2016 – USA/ UK
Director: John Dower
Words: N. Scatcherd
For those who may be unaware: Scientology is one of the most bizarre and controversial movements in recent history – a ‘religion’ based primarily on the writings of science fiction author L. Ron Hubbard, the followers of which buy their way up the hierarchy and promote teachings involving ancient alien races and psychic powers. It has a number of very high-profile followers, the most (in)famous being Tom Cruise, although it also counts celebrity figures such as John Travolta, Juliette Lewis and Beck among its patrons.
It’s a ripe subject for documentary film-making, and on paper, the famously laidback, disarming style of the BBC’s Louis Theroux should be perfect for it. He has a way of approaching people openly and politely, without any obvious guile, in a way which often relaxes his subjects to a point where their guard will slip a little, and they may say things or act in certain ways they wouldn’t around your ‘usual’ journalist. Of course, there is always an element of sly knowing with Theroux – not intended as a dig, I’m a fan of the man’s work – where you can tell his sheepish demeanour, complete with near-permanent ‘who, me?’ expression, belies a man who knows very well what he’s doing. However, My Scientology Movie feels sadly underdeveloped throughout, standing as less of a probe into a notoriously secretive, strange and occasionally outwardly hostile movement and more as a somewhat entertaining, but basically unilluminating exercise in surreality.
The bulk of the film focuses on Marty Rathbun, a former senior figure in Scientology who has since defected and is now treated as a bitter, untrustworthy, subversive enemy of the movement. He seems like a fairly laidback and softly-spoken person, but nevertheless, his own past involvement in Scientology’s more sinister machinations keeps him shrouded in a cloud of moral ambiguity. He helps Louis pick out an actor to portray Scientology’s current leader, David Miscavige, in a series of re-enactments portraying some public broadcasts Miscavige made defending himself and Scientology’s image, as well as the various instances of abuse he apparently perpetrated against followers. They also pick out an actor to portray Tom Cruise in a bizarre bit of ‘actors portraying actors’ post-modernism, but this curiously doesn’t really go anywhere.

DATA:
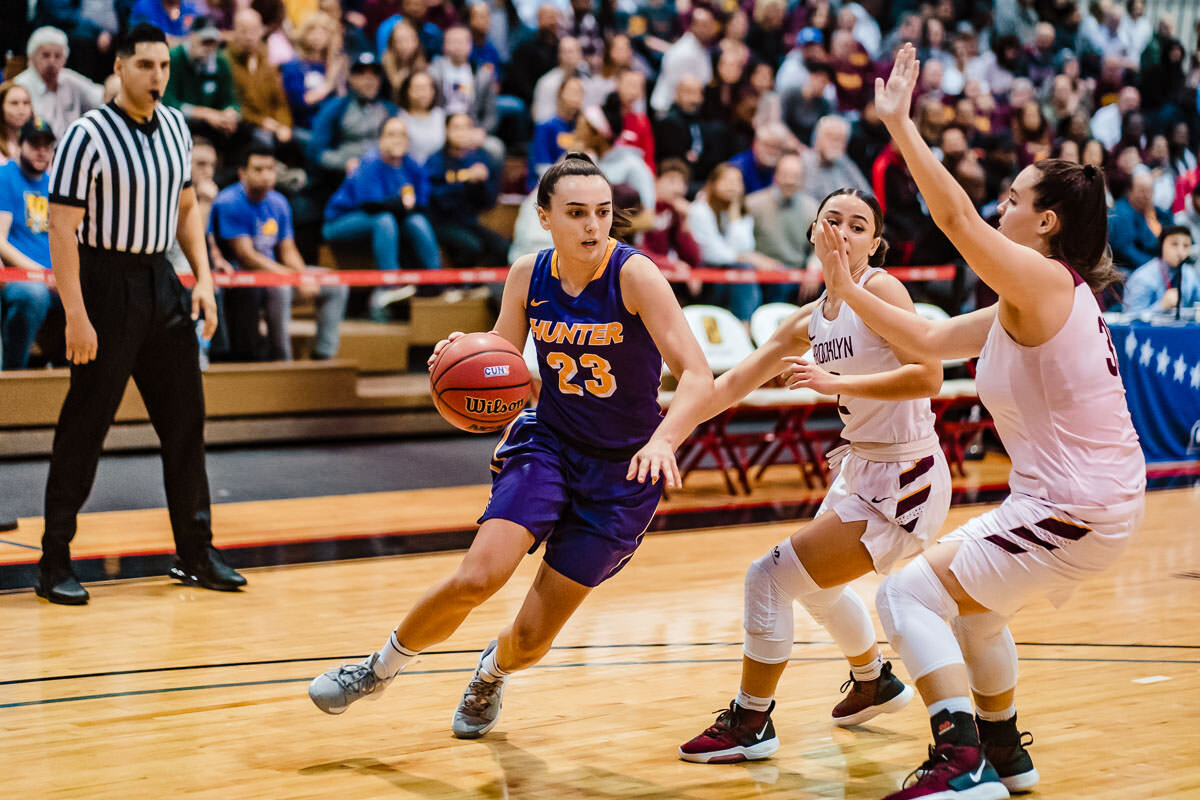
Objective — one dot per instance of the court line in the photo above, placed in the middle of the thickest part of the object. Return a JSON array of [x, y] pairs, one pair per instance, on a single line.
[[567, 666], [144, 671]]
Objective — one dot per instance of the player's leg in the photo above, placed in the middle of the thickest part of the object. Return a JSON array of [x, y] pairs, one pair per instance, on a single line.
[[813, 566], [550, 602], [493, 555], [916, 607]]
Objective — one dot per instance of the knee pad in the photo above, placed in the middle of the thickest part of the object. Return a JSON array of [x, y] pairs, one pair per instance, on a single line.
[[989, 651], [768, 618], [915, 608]]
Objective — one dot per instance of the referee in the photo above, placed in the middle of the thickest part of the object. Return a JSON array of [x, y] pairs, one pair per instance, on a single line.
[[120, 192]]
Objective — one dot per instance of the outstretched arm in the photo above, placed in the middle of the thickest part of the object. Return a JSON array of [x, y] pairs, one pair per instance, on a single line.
[[1020, 275]]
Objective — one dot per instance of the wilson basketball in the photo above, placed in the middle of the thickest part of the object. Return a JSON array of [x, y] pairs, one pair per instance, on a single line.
[[479, 383]]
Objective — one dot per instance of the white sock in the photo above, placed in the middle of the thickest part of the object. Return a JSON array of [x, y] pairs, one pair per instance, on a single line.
[[393, 657], [952, 704], [751, 703], [489, 669], [869, 671], [997, 716]]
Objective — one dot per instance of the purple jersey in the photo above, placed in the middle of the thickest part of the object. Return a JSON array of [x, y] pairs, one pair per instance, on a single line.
[[600, 370]]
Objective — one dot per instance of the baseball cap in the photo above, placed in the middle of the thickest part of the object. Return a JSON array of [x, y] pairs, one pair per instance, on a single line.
[[204, 29], [366, 60], [36, 128]]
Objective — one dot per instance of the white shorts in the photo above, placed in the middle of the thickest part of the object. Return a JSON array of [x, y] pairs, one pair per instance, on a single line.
[[1031, 548], [903, 503]]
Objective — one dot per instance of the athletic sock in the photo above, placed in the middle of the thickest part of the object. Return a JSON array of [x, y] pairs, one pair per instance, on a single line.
[[869, 671], [489, 671], [393, 657], [999, 716]]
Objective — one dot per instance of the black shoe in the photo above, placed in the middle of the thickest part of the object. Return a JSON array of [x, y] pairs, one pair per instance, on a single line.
[[1005, 747], [61, 588], [209, 572]]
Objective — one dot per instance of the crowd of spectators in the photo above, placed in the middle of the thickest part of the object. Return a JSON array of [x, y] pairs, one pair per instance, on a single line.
[[393, 125]]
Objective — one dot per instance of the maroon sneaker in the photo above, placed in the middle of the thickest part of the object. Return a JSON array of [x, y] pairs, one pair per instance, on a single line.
[[953, 773], [737, 735], [870, 698]]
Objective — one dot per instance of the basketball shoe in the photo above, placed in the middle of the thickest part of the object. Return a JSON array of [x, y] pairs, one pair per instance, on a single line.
[[335, 690], [480, 707], [1005, 749], [737, 735], [953, 773], [870, 698]]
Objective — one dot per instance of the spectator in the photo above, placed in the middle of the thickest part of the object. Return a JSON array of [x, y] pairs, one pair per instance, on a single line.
[[402, 56], [347, 127], [252, 226], [599, 133], [669, 241], [383, 202], [783, 214], [725, 234], [555, 137], [1168, 280], [809, 102], [463, 185], [259, 86], [684, 134], [60, 96], [1189, 217], [172, 17], [1107, 120], [687, 56], [421, 109], [16, 109], [90, 26], [636, 127], [466, 90], [318, 70], [757, 164], [826, 166], [202, 86], [25, 239], [1135, 224], [535, 55], [570, 62]]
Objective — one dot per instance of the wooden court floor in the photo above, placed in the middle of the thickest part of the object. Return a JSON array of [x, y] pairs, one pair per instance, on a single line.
[[156, 690]]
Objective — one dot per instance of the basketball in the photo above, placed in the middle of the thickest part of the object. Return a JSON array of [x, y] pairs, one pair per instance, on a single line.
[[479, 383]]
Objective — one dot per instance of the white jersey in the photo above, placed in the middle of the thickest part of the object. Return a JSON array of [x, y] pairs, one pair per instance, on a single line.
[[846, 346], [1061, 413]]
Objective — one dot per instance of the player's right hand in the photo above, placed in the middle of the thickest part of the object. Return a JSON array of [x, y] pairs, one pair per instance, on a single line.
[[441, 346], [82, 342]]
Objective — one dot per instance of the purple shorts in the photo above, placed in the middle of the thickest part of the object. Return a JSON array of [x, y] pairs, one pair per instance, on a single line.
[[589, 516]]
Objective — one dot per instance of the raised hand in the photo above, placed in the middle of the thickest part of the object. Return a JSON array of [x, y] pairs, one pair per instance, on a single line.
[[834, 254], [893, 100]]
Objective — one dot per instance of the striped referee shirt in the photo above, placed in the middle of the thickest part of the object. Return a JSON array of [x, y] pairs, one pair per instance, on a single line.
[[126, 175]]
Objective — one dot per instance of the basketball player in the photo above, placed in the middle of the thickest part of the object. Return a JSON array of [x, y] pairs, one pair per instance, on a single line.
[[888, 501], [1048, 374], [601, 313]]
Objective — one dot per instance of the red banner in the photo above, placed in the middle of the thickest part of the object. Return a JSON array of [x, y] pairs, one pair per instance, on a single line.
[[485, 275]]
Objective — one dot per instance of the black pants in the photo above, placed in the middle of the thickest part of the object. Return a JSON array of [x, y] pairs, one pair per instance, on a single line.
[[142, 316]]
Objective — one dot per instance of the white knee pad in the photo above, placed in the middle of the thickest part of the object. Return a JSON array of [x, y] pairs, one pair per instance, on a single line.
[[775, 579], [915, 608], [989, 651], [767, 615]]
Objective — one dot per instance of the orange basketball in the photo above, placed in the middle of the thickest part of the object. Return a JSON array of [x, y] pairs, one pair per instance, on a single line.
[[479, 383]]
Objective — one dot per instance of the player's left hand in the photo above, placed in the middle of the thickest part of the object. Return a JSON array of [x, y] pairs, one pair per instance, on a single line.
[[802, 374], [655, 459], [204, 300]]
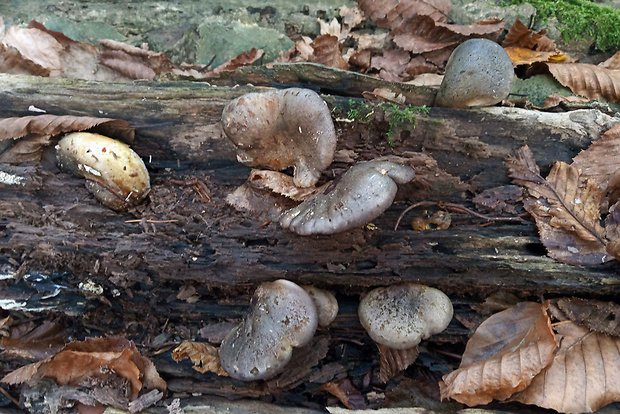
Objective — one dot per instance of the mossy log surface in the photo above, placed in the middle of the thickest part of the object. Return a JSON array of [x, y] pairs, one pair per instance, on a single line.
[[142, 258]]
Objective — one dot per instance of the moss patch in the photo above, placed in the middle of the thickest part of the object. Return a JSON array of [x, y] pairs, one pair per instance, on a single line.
[[580, 20]]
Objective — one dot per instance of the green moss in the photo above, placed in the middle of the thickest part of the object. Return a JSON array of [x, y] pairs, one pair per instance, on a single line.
[[397, 116], [581, 19]]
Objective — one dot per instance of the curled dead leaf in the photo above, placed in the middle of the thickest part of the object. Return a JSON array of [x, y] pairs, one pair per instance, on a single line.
[[598, 316], [520, 36], [503, 356], [565, 206], [204, 357], [583, 79], [583, 377]]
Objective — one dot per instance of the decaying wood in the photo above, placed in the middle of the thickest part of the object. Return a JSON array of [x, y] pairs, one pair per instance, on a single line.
[[50, 223]]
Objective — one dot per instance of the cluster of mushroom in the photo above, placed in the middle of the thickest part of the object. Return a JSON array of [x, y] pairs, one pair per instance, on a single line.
[[293, 128], [283, 316], [114, 173]]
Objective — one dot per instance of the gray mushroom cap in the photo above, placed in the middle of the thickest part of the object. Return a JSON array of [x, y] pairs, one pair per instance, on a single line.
[[478, 73], [362, 193], [402, 315], [281, 316], [283, 128]]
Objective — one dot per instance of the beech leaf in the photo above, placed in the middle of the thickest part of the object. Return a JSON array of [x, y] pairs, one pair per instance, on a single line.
[[584, 375], [504, 354], [566, 209], [519, 35], [598, 316], [583, 79], [33, 133]]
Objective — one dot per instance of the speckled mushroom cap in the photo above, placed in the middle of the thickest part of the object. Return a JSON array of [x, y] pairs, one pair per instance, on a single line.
[[283, 128], [355, 198], [402, 315], [281, 316], [478, 73], [114, 173]]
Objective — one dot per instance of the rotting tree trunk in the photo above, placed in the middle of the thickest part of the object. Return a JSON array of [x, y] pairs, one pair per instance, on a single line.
[[50, 222]]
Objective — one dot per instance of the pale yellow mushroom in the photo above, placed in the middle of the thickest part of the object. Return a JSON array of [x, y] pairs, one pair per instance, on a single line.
[[114, 173]]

YOUR OBJECTIVE: Duplicate the passage of the review of My Scientology Movie from "The bulk of" up to and including "really go anywhere.". The listing is separate material and has no connection to the review of My Scientology Movie.

ANSWER FOR THE TASK:
The bulk of the film focuses on Marty Rathbun, a former senior figure in Scientology who has since defected and is now treated as a bitter, untrustworthy, subversive enemy of the movement. He seems like a fairly laidback and softly-spoken person, but nevertheless, his own past involvement in Scientology’s more sinister machinations keeps him shrouded in a cloud of moral ambiguity. He helps Louis pick out an actor to portray Scientology’s current leader, David Miscavige, in a series of re-enactments portraying some public broadcasts Miscavige made defending himself and Scientology’s image, as well as the various instances of abuse he apparently perpetrated against followers. They also pick out an actor to portray Tom Cruise in a bizarre bit of ‘actors portraying actors’ post-modernism, but this curiously doesn’t really go anywhere.